> EXERCISES
1. In the passage on queen and worker bee genetic effects, what was the best performing model used for?
2. List every heritability that the passage on queen and worker bee genetic effects says was estimated or calculated.

> TEXT UNDER STUDY
____________________

Alternatively, the genetic direct effect of queens can be also estimated, assuming the queen is capturing the worker bees’ effect within the colony. Thus, in Model 2 all non-genetic effects are identical to the ones in Model 1, but the genetic direct effect is limited to the random effect of queen in colony l (ql).

$$ {Y}_{ijkl}={py}_i+{ta}_j+ py-{ta}_k+{q}_l+{e}_{ijkl} $$
(2)

In the beginning, both models were tested for each trait separately (i.e., single-trait model). The best performing model was used in a three-trait analysis.

Based on Model 1, we estimated direct heritability for workers and maternal heritability for queens. Additionally, total genetic variance on colony level was taken as a sum of variance of direct effect of worker bees, maternal effect of queen and twice the covariance between them. It can be expressed as \( {\sigma}_C^2={\sigma}_W^2+{\sigma}_{MQ}^2+2{Cov}_{W- MQ} \). The total genetic variance on colony was used for calculation of heritability for colony. Based on Model 2 we calculated direct heritability for queens, only.

____________________

> ENTRIES SHOWN
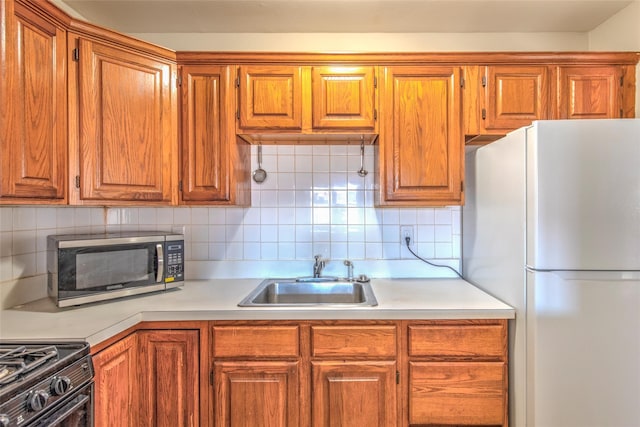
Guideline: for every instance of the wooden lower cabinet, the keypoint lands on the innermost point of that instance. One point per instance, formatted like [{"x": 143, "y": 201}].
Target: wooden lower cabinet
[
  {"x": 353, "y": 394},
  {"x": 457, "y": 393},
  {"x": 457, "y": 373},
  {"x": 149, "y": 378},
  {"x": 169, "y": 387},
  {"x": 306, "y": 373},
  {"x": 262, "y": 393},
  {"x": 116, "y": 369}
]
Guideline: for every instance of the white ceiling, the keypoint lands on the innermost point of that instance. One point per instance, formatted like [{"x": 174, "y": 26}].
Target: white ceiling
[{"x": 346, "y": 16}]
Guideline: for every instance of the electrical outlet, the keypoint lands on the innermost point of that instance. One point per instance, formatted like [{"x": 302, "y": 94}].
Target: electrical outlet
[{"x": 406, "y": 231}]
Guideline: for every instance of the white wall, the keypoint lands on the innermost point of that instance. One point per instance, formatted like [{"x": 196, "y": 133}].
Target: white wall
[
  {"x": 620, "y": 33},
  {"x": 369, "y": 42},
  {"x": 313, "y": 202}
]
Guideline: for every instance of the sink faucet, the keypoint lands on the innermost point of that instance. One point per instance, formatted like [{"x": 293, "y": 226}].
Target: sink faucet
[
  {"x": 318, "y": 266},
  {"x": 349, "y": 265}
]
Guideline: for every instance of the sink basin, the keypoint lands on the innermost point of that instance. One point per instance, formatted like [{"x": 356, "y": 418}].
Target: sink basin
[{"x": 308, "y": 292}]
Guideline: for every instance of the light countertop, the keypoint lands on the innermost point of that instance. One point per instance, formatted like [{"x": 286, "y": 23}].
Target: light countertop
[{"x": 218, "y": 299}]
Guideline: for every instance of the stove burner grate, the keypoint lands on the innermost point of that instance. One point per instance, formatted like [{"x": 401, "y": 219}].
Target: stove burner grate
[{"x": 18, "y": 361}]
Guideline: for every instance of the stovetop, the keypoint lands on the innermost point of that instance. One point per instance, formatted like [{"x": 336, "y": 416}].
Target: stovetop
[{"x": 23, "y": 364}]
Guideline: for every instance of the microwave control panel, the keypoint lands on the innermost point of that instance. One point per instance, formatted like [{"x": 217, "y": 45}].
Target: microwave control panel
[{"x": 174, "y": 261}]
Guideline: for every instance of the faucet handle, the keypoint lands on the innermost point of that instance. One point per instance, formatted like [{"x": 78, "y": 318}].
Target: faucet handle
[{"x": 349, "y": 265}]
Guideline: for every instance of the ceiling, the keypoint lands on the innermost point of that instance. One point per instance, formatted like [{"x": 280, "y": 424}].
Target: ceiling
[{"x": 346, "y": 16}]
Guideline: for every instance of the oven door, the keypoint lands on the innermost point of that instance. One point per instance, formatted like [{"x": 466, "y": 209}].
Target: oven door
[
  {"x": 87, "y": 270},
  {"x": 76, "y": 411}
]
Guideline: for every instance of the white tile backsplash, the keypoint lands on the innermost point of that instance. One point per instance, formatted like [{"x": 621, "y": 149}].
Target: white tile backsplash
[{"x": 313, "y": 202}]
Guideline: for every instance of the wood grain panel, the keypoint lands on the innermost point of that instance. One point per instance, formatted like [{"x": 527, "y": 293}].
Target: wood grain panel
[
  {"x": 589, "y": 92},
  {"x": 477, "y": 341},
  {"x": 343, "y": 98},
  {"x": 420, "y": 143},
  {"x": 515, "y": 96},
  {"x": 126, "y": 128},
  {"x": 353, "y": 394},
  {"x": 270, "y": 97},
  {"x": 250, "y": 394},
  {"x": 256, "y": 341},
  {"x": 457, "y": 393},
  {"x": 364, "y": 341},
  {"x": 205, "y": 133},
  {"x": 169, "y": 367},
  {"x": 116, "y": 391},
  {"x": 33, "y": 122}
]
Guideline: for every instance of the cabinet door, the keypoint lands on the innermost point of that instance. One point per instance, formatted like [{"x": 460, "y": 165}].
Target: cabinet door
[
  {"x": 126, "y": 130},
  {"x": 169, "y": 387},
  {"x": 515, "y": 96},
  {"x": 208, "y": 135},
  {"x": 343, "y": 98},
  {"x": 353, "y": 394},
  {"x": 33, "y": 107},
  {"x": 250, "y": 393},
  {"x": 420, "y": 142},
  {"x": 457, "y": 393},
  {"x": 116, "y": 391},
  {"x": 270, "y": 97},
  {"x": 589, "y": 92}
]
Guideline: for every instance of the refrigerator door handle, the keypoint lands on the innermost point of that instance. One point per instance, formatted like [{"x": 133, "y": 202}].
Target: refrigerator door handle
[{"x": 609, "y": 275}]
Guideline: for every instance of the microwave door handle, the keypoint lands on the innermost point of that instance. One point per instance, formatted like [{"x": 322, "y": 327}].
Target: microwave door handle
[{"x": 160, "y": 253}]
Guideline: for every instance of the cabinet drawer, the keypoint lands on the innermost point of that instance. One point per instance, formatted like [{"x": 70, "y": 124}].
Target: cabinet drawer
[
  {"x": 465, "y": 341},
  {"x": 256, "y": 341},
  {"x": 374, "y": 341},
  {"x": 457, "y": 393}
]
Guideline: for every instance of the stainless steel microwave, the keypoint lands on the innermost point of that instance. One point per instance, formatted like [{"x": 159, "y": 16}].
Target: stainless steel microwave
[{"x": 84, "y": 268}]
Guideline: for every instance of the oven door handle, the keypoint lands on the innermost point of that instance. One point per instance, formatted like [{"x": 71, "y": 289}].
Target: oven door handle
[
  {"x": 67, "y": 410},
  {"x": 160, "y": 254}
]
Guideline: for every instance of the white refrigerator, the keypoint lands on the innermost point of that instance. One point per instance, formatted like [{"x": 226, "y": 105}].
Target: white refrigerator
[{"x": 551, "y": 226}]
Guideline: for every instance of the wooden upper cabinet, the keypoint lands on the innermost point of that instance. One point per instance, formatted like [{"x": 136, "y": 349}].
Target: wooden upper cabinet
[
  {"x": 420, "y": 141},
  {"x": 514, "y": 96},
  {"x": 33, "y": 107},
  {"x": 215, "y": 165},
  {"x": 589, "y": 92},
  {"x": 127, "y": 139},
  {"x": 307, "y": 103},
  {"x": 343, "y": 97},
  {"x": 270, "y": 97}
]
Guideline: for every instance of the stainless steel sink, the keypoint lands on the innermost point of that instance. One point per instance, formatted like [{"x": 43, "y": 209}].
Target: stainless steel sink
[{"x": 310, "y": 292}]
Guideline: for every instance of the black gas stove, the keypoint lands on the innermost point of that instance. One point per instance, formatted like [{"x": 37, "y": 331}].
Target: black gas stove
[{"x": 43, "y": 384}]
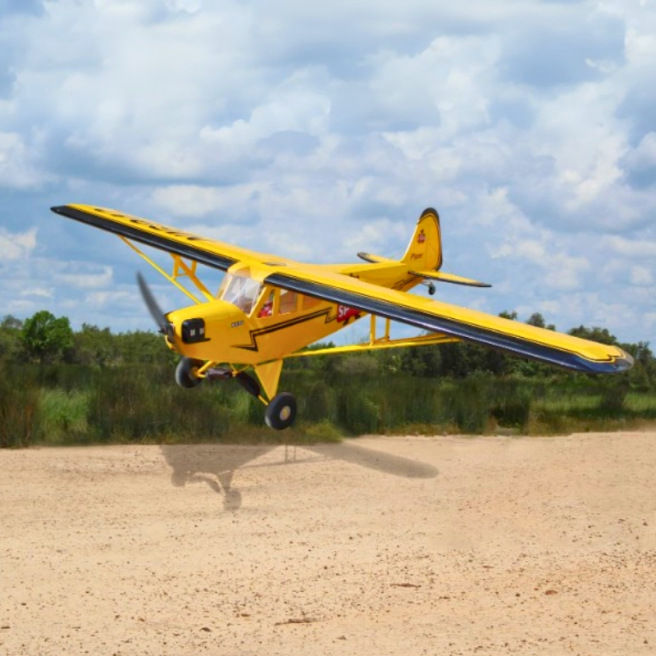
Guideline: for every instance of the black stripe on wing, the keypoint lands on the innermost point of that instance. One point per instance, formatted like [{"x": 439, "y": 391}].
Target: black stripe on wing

____________________

> ANSWERS PER TASK
1. It was used in a three-trait analysis.

2.
- Direct heritability for workers
- Maternal heritability for queens
- Heritability for colony
- Direct heritability for queens